• **Exercise task**: Extract the line that contains "Exercise. Tag the palm" and every line after it to the end of the records below, exactly as written and nothing else.

• • • • • • •

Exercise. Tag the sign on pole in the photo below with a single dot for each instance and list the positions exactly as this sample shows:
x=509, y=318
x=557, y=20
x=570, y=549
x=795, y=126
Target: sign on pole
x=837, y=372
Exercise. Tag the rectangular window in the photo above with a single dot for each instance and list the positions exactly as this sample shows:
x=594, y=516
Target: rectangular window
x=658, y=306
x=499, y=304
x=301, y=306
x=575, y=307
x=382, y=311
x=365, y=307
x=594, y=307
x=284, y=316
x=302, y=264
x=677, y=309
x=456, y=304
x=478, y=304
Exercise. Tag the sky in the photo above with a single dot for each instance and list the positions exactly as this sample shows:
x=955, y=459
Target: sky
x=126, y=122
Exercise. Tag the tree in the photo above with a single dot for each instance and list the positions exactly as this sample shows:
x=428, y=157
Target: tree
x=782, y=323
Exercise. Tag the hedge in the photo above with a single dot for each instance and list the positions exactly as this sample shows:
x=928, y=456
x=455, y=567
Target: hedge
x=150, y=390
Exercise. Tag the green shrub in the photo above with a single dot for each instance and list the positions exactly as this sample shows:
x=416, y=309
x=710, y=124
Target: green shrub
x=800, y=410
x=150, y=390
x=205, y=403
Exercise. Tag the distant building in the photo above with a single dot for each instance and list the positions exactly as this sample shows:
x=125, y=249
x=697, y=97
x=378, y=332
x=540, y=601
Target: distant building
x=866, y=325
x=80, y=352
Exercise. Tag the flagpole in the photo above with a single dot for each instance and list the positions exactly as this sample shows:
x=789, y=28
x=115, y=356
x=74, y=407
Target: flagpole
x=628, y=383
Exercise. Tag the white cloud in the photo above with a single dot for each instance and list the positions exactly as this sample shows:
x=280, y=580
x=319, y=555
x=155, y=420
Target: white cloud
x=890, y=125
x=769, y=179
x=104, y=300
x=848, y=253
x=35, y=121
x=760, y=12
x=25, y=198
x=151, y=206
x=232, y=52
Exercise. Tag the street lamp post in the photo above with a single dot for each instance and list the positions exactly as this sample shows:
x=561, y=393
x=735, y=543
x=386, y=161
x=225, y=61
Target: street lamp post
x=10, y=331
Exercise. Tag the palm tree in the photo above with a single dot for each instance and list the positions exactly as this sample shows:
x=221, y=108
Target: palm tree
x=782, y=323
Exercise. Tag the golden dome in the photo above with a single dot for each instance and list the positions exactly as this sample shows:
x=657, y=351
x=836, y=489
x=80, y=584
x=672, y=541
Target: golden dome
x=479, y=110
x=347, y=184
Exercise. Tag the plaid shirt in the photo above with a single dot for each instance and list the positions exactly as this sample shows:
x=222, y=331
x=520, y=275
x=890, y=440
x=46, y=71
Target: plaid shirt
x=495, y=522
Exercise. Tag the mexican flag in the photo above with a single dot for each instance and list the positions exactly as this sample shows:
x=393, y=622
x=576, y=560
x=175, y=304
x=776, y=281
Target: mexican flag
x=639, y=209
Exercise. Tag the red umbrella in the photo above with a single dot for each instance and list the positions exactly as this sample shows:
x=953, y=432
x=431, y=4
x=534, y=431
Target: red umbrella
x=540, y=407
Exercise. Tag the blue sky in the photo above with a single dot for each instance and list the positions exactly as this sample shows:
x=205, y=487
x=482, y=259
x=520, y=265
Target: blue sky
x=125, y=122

• • • • • • •

• **Answer to the exercise**:
Exercise. Tag the palm tree in the photo above with a single dot for each instance and list the positions exactly as this sample shows:
x=221, y=108
Target: palm tree
x=782, y=323
Exercise. Tag the golden dome in the photo above with a single dot for each instance and list the positions exactly as this sample shows:
x=657, y=351
x=836, y=489
x=80, y=584
x=672, y=541
Target: golden dome
x=479, y=110
x=347, y=184
Exercise. Tag the plaid shirt in the photo above with a single dot for each instance and list the positions exactly as this sample shows:
x=222, y=331
x=520, y=275
x=890, y=440
x=46, y=71
Target: plaid shirt
x=495, y=522
Exercise. Tag the mexican flag in the photo above with a single dot for each instance and list the positions exactly as this sample shows:
x=393, y=622
x=576, y=560
x=175, y=304
x=776, y=281
Target: mexican flag
x=639, y=209
Exercise. Tag the red umbrella in the photo above with a single dot for each instance and list the positions exactly as this sample shows:
x=953, y=432
x=431, y=4
x=534, y=431
Target: red umbrella
x=540, y=407
Exercise. Tag the blue sky in the photo above with a single dot for each instance and list the positions exactly as this sample shows:
x=205, y=487
x=482, y=259
x=520, y=265
Target: blue sky
x=125, y=122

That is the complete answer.